***** RECORDS SHOWN *****

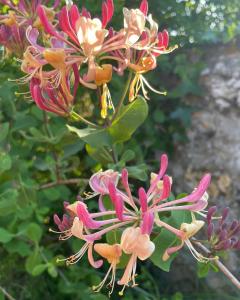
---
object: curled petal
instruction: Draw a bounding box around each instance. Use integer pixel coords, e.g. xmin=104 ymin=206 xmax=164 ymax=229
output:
xmin=163 ymin=240 xmax=184 ymax=261
xmin=88 ymin=243 xmax=103 ymax=268
xmin=98 ymin=195 xmax=106 ymax=212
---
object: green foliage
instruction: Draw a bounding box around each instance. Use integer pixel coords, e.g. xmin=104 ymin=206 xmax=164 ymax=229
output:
xmin=67 ymin=96 xmax=148 ymax=148
xmin=1 ymin=0 xmax=240 ymax=299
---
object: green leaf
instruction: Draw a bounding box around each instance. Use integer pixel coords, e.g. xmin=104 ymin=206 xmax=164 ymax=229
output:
xmin=0 ymin=152 xmax=12 ymax=174
xmin=197 ymin=261 xmax=210 ymax=278
xmin=0 ymin=189 xmax=18 ymax=216
xmin=0 ymin=228 xmax=14 ymax=243
xmin=86 ymin=144 xmax=113 ymax=165
xmin=67 ymin=125 xmax=111 ymax=148
xmin=127 ymin=164 xmax=148 ymax=181
xmin=67 ymin=97 xmax=148 ymax=150
xmin=150 ymin=210 xmax=191 ymax=271
xmin=48 ymin=264 xmax=58 ymax=278
xmin=0 ymin=122 xmax=9 ymax=143
xmin=26 ymin=223 xmax=43 ymax=244
xmin=120 ymin=150 xmax=135 ymax=163
xmin=25 ymin=248 xmax=42 ymax=274
xmin=4 ymin=240 xmax=31 ymax=257
xmin=108 ymin=97 xmax=148 ymax=143
xmin=32 ymin=264 xmax=48 ymax=276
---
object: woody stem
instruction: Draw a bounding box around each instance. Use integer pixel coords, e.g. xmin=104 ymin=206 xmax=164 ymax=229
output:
xmin=192 ymin=238 xmax=240 ymax=289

*****

**ABOUT THIS EXERCISE**
Only an exact copy of the records, free of images, belongs in the answer.

**WRITTEN REPLY**
---
object: curled petal
instruction: Draw a bounding box around each instance. Use integer pixel coords, e.g. xmin=104 ymin=206 xmax=164 ymax=229
output:
xmin=163 ymin=240 xmax=184 ymax=261
xmin=88 ymin=243 xmax=103 ymax=268
xmin=98 ymin=195 xmax=106 ymax=212
---
object: green foliage
instruction: Draw a bounding box around each instance. Use integer pixel coords, e.g. xmin=104 ymin=206 xmax=164 ymax=229
output:
xmin=67 ymin=96 xmax=148 ymax=148
xmin=1 ymin=0 xmax=240 ymax=299
---
object: green leaf
instruction: Draw a bounding box around each instance. Use integer pixel coords, e.g. xmin=104 ymin=206 xmax=164 ymax=229
output:
xmin=0 ymin=152 xmax=12 ymax=174
xmin=197 ymin=261 xmax=210 ymax=278
xmin=0 ymin=189 xmax=18 ymax=216
xmin=0 ymin=228 xmax=14 ymax=243
xmin=86 ymin=144 xmax=113 ymax=165
xmin=67 ymin=125 xmax=111 ymax=148
xmin=127 ymin=164 xmax=148 ymax=181
xmin=67 ymin=97 xmax=148 ymax=150
xmin=150 ymin=210 xmax=191 ymax=271
xmin=48 ymin=264 xmax=58 ymax=278
xmin=0 ymin=122 xmax=9 ymax=143
xmin=26 ymin=223 xmax=43 ymax=244
xmin=120 ymin=150 xmax=135 ymax=163
xmin=25 ymin=248 xmax=42 ymax=274
xmin=4 ymin=240 xmax=31 ymax=257
xmin=108 ymin=97 xmax=148 ymax=143
xmin=32 ymin=264 xmax=48 ymax=276
---
object: woody stem
instruction: Draw a bounding box around each instance. Use integer pixel coords, e.g. xmin=104 ymin=206 xmax=164 ymax=229
output:
xmin=192 ymin=238 xmax=240 ymax=289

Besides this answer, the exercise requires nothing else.